____ Data records

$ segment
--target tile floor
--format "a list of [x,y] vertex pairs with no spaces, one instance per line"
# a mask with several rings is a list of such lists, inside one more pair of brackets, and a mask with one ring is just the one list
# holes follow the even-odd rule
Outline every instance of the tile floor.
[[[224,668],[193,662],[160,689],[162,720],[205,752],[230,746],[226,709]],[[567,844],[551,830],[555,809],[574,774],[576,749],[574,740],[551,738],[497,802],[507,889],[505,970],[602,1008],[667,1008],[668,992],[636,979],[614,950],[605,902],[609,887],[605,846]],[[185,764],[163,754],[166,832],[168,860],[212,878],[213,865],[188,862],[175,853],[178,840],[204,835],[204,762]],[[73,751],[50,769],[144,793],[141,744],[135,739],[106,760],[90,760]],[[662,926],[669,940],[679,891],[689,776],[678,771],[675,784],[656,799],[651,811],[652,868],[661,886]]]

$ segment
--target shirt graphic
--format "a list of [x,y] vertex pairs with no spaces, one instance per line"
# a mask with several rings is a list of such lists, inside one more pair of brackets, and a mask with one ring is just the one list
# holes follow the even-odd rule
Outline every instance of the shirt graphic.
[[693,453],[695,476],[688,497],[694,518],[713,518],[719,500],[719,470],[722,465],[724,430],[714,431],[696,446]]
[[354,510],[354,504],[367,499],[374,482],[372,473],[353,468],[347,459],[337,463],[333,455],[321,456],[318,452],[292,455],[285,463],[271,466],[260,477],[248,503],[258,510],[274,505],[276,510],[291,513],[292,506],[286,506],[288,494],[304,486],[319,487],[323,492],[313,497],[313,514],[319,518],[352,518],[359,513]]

________

Keep every word intact and transcribe the records in full.

$ segment
--target tile floor
--format "a list of [x,y] vertex pairs with no spaces, one instance per line"
# a mask with several rings is a list of such lists, inside one more pair of brackets, and a mask with one ring is just the one list
# holes follow the even-odd rule
Outline every instance of the tile floor.
[[[224,668],[193,662],[160,689],[162,720],[205,752],[230,746],[226,709]],[[567,844],[551,830],[555,809],[574,774],[576,749],[574,740],[551,738],[497,802],[507,889],[505,970],[602,1008],[667,1008],[668,992],[636,979],[614,950],[605,902],[609,887],[605,846]],[[185,764],[163,754],[166,832],[168,860],[212,878],[213,865],[188,862],[175,853],[178,840],[204,835],[204,762]],[[73,751],[50,769],[144,793],[141,744],[135,739],[106,760],[90,760]],[[662,926],[669,940],[679,891],[689,776],[678,771],[675,784],[656,799],[651,811],[652,868],[661,886]]]

$ segment
--target shirt graphic
--format "a list of [x,y] vertex pairs with no spaces, one instance per line"
# a mask with several rings is a list of such lists, inside one more pair of brackets, and a mask with one ring is just the one list
# holes follow the even-odd rule
Outline every instance of the shirt graphic.
[[693,453],[695,476],[688,497],[694,518],[713,518],[719,500],[719,470],[722,465],[724,430],[714,431],[696,446]]
[[354,510],[354,504],[367,499],[374,482],[372,473],[353,468],[347,459],[337,463],[333,455],[321,456],[318,452],[292,455],[285,463],[271,466],[260,477],[248,503],[258,510],[274,505],[276,510],[291,513],[292,506],[286,506],[288,494],[304,486],[319,487],[323,492],[313,497],[313,514],[319,518],[352,518],[359,513]]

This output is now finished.